Photo-based point labeling data:

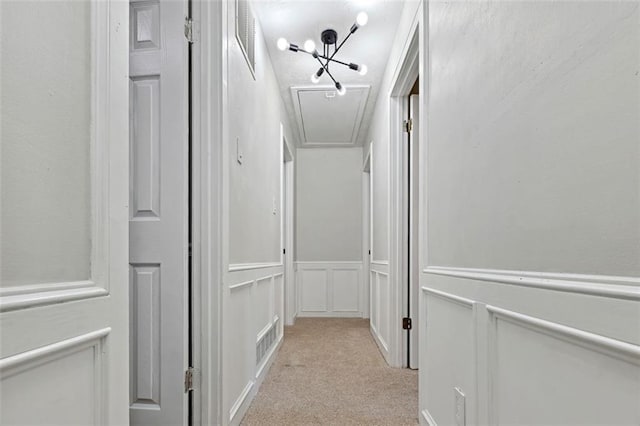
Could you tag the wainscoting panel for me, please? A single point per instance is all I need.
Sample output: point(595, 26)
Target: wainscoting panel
point(520, 356)
point(331, 289)
point(252, 332)
point(587, 378)
point(381, 307)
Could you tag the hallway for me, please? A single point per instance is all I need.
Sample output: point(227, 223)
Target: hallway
point(329, 371)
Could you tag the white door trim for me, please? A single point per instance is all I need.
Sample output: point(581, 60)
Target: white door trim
point(406, 72)
point(209, 72)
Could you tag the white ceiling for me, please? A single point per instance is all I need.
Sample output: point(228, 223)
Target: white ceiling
point(299, 20)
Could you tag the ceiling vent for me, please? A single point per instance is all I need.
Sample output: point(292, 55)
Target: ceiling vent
point(246, 33)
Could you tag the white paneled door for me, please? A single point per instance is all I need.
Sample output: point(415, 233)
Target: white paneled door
point(63, 288)
point(158, 222)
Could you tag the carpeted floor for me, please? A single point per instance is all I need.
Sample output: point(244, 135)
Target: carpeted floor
point(329, 372)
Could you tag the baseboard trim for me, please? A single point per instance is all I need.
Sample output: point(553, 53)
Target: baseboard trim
point(594, 285)
point(332, 314)
point(427, 418)
point(240, 401)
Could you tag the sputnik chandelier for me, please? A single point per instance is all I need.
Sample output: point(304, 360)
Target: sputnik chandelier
point(329, 38)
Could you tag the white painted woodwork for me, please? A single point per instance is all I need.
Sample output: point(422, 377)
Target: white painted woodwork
point(64, 352)
point(251, 286)
point(326, 119)
point(46, 149)
point(208, 73)
point(254, 112)
point(330, 289)
point(530, 213)
point(389, 200)
point(366, 235)
point(380, 292)
point(252, 333)
point(414, 231)
point(289, 219)
point(329, 205)
point(298, 21)
point(159, 212)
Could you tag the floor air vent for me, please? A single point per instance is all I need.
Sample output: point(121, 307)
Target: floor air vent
point(266, 342)
point(246, 32)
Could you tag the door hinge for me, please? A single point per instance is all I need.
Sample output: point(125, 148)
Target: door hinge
point(188, 379)
point(188, 29)
point(406, 323)
point(408, 125)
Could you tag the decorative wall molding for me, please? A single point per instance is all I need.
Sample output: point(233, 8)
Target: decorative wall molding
point(7, 365)
point(330, 289)
point(615, 348)
point(253, 309)
point(240, 285)
point(235, 267)
point(593, 285)
point(50, 294)
point(451, 297)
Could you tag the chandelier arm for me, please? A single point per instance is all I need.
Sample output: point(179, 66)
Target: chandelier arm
point(326, 69)
point(328, 59)
point(339, 46)
point(335, 60)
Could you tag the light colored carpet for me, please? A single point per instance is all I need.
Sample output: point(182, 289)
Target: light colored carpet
point(329, 372)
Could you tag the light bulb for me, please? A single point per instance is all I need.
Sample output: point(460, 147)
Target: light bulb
point(282, 43)
point(362, 19)
point(309, 46)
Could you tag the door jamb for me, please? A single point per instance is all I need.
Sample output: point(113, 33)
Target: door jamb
point(407, 71)
point(366, 233)
point(287, 229)
point(208, 104)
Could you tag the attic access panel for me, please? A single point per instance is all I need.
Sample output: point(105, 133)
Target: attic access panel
point(327, 119)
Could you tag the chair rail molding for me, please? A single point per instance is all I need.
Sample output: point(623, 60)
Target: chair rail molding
point(594, 285)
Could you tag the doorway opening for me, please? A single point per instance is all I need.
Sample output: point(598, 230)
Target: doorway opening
point(287, 209)
point(411, 221)
point(405, 179)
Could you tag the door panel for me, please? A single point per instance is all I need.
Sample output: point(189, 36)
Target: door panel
point(159, 212)
point(63, 293)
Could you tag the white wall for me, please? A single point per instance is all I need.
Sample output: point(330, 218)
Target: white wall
point(384, 286)
point(329, 277)
point(46, 143)
point(253, 281)
point(255, 111)
point(532, 165)
point(329, 204)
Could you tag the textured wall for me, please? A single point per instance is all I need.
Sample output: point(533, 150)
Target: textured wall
point(329, 204)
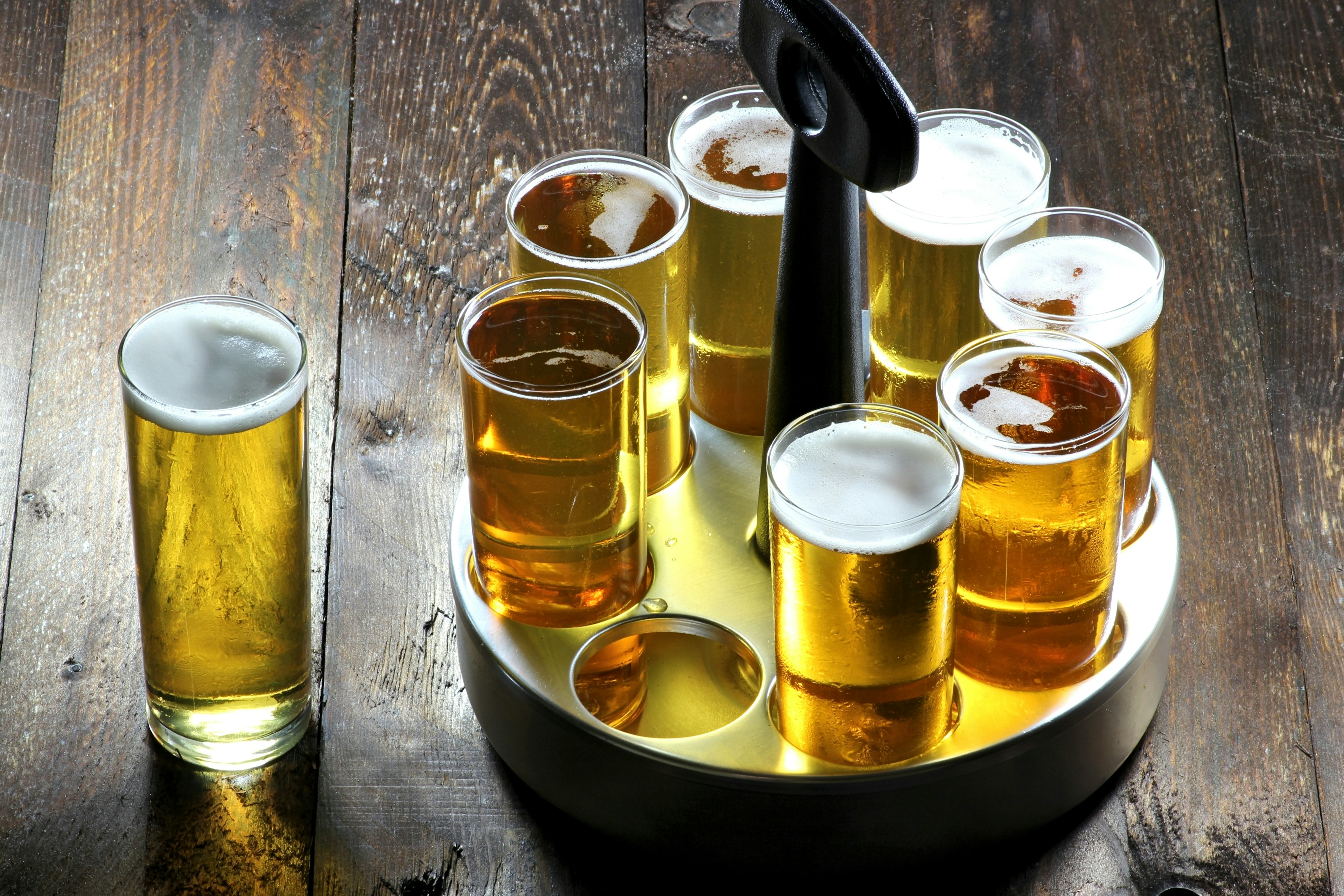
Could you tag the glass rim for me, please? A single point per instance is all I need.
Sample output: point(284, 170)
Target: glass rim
point(596, 158)
point(550, 282)
point(1115, 425)
point(678, 164)
point(1154, 289)
point(995, 216)
point(219, 414)
point(885, 410)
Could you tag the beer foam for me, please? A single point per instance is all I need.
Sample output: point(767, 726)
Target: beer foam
point(211, 367)
point(623, 211)
point(972, 178)
point(757, 136)
point(1101, 279)
point(866, 487)
point(976, 430)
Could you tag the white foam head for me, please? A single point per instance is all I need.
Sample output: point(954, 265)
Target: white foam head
point(866, 487)
point(213, 366)
point(623, 209)
point(1116, 292)
point(976, 430)
point(974, 176)
point(756, 136)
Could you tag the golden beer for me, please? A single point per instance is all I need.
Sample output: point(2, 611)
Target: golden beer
point(1097, 276)
point(622, 218)
point(1041, 420)
point(553, 418)
point(214, 401)
point(976, 171)
point(732, 152)
point(863, 506)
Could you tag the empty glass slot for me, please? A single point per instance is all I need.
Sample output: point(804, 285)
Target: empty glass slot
point(667, 678)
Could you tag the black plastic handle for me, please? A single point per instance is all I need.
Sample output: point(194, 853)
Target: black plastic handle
point(853, 128)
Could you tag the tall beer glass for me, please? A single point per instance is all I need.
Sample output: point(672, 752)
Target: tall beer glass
point(1097, 276)
point(976, 171)
point(863, 506)
point(622, 218)
point(732, 152)
point(214, 391)
point(553, 417)
point(1041, 418)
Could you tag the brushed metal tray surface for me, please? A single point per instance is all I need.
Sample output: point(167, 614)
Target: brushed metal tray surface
point(1015, 760)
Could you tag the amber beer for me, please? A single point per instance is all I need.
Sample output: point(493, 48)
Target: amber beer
point(732, 152)
point(863, 506)
point(553, 418)
point(976, 171)
point(620, 218)
point(1040, 417)
point(1093, 274)
point(214, 393)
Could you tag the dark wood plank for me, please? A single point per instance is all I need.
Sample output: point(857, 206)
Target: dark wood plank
point(693, 50)
point(201, 148)
point(454, 101)
point(1285, 64)
point(34, 35)
point(1131, 97)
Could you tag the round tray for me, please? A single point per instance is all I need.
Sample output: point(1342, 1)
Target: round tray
point(1015, 760)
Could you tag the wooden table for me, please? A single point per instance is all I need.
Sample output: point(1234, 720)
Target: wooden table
point(347, 162)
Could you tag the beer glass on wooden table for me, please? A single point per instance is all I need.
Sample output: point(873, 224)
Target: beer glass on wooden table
point(1093, 274)
point(732, 152)
point(1040, 418)
point(863, 508)
point(620, 218)
point(214, 391)
point(976, 171)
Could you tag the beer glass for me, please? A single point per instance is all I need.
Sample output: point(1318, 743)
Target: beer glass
point(732, 152)
point(863, 508)
point(1041, 418)
point(214, 390)
point(976, 171)
point(553, 418)
point(622, 218)
point(1097, 276)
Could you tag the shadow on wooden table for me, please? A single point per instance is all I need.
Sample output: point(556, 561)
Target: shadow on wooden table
point(601, 864)
point(213, 832)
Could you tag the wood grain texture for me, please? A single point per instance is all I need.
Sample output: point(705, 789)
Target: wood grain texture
point(1285, 66)
point(201, 148)
point(1221, 796)
point(454, 101)
point(693, 50)
point(34, 37)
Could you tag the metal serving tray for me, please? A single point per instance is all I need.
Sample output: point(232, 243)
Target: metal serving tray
point(1015, 760)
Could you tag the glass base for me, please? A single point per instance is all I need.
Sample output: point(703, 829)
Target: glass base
point(233, 755)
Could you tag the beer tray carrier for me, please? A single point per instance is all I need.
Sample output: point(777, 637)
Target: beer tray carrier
point(1014, 761)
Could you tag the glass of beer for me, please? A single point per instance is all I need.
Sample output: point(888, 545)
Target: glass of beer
point(622, 218)
point(1097, 276)
point(214, 391)
point(863, 514)
point(976, 171)
point(1041, 418)
point(553, 418)
point(732, 152)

Instructions to follow:
Update the lines starting at the one that contains "Could you tag the shadow" and stopping after the one that contains "point(213, 832)" by replacing "wooden table" with "dining table", keeping everything else unchanged.

Response below:
Could you tag the shadow on dining table for me, please? A single point per instance is all I need.
Sample output: point(556, 561)
Target: shadow on dining table
point(601, 864)
point(213, 832)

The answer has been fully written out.